The problem -
Take the data below and repeat it exactly.

[begin Input for this task]

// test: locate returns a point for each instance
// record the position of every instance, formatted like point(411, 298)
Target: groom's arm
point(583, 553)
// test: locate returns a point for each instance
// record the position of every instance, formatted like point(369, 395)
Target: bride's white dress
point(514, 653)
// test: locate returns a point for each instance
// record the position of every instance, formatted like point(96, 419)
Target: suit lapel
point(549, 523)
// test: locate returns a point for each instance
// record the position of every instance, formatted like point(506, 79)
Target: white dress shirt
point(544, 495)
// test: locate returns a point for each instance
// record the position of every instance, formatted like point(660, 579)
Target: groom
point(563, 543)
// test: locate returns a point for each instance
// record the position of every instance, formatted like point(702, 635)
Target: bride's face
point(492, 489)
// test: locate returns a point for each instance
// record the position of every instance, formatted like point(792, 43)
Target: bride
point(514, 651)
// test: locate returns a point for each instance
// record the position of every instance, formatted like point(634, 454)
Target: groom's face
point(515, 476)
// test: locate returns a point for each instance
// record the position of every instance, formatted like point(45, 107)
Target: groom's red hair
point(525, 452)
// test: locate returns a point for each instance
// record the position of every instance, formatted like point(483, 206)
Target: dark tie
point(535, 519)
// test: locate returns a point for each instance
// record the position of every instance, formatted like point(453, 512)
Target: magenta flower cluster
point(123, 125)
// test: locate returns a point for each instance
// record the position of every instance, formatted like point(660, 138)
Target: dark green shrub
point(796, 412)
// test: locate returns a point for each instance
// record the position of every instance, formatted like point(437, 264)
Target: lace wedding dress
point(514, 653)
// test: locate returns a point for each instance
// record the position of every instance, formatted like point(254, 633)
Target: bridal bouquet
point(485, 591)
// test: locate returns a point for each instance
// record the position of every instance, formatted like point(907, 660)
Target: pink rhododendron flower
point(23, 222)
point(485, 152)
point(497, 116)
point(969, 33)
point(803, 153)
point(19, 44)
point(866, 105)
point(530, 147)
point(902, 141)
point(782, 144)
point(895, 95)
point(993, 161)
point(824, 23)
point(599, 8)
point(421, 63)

[end Input for this task]

Exercise response -
// test: locate returns a point for each instance
// record the position of every instance, formatted like point(411, 298)
Target: groom's arm
point(583, 553)
// test: locate returns a point for each instance
// record the position of every instance, formatted like point(369, 395)
Target: bride's white dress
point(514, 653)
// test: locate returns a point for each instance
// record the position of every instance, formatted like point(96, 419)
Target: suit lapel
point(549, 523)
// test: locate returns a point for each instance
// record the position of every instance, formatted like point(506, 79)
Target: white dress shirt
point(544, 495)
// test: locate returns a point for each instance
// record the position of every instance, formatted like point(660, 579)
Target: groom
point(563, 543)
// test: locate returns a point for each instance
// record the position of every instance, formatted like point(702, 635)
Target: bride's face
point(492, 489)
// test: locate returns a point for each instance
// record the position of every instance, formatted like point(792, 43)
Target: bride
point(514, 651)
// test: locate returns a point for each instance
// record the position of every instance, formatted like point(634, 454)
Target: groom's face
point(515, 476)
// test: locate returns a point for each instance
// record the position of every instance, formatted like point(45, 107)
Target: groom's red hair
point(525, 452)
// test: locate returns a point for each instance
// record the position of every instance, formatted like point(483, 206)
Target: dark tie
point(535, 519)
// test: locate returns a point for each instance
// record the position of every instance, formatted like point(453, 512)
Target: magenta flower cluster
point(123, 125)
// test: locate returns a point for each instance
// record the position of every instance, formatted like point(660, 138)
Target: dark green shrub
point(796, 412)
// test: locate returns a point for each instance
// record the position of every instance, formatted like point(437, 264)
Target: lace wedding dress
point(514, 653)
// test: locate returns a point for each instance
// record the position of every instance, formatted like point(254, 633)
Target: bridal bouquet
point(485, 591)
// test: locate returns a point for each instance
// record the position of every instance, formatted like point(907, 660)
Target: pink rhododendron flower
point(23, 222)
point(485, 152)
point(497, 116)
point(969, 33)
point(803, 153)
point(19, 44)
point(866, 105)
point(530, 147)
point(902, 141)
point(782, 144)
point(895, 95)
point(993, 161)
point(824, 23)
point(599, 8)
point(421, 63)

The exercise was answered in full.